→ **Written problem A**
In the passage on Tor, on what date did German police raid seven ISPs and individuals?
→ **Written problem B**
Copy the passage on Tor word for word, from "Like all current" up to and including "Internet service providers.".

→ **Source**
++++++++++++++++++++

Like all current low latency anonymity networks, Tor is vulnerable to correlation attacks from attackers who can watch both ends of a user's connection. Because of this, Tor is not suitable for protection against observation when the observer has access to both ends of the communication, for example a government with access to a large number of Internet service providers.

How Tor came to my notics was through an article about an University Professor, Mr. Paul Cesarini, being questioned for using Tor for academic purposes. On September 11th of 2006, Seven ISPs and individuals were raided and six confirmed computers seized by German police -- but not purely for operating as anonymity proxy servers using the Tor network protocol. The premise of the seizures was that the servers showed up in a server log of a child pornography site. According to German civil liberties advocates in Germany who talked to the police, there are dozens if not hundreds of computers, in addition to the Tor nodes, that were also seized. Tor executive director, Shava Nerad, expects all the computers to be returned to the server operators, none of whom have been charged with any crime, after the servers have been cleared from any involvement in the sting. However, Nerad also cautioned, "I don't believe German police have a deep understanding of how an anonymizing system works and none of these routers have logs." How in the name of Hell could they find these server logs is the big question here. According to one of the Tor operators whose server was confiscated, no criminal charge has yet been filed against him.

++++++++++++++++++++

→ **Excerpted records**
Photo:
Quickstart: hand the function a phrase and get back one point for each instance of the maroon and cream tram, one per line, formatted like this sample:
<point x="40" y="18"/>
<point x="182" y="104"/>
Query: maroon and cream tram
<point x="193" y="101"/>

++++++++++++++++++++

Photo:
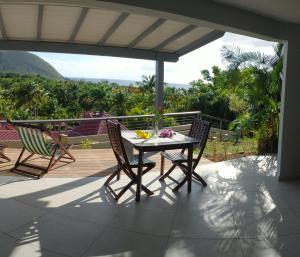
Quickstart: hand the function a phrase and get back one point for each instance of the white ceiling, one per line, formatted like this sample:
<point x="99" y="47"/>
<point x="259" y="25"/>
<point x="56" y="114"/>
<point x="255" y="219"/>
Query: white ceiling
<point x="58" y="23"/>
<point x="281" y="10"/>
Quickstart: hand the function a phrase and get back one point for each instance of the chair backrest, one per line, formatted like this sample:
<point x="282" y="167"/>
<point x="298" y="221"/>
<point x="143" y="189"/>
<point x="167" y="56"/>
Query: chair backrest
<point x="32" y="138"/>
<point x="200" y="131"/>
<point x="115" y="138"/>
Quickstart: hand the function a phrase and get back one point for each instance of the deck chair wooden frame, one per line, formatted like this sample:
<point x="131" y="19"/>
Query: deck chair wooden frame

++++++++++++++++++++

→ **Result A**
September 11th of 2006

→ **Result B**
Like all current low latency anonymity networks, Tor is vulnerable to correlation attacks from attackers who can watch both ends of a user's connection. Because of this, Tor is not suitable for protection against observation when the observer has access to both ends of the communication, for example a government with access to a large number of Internet service providers.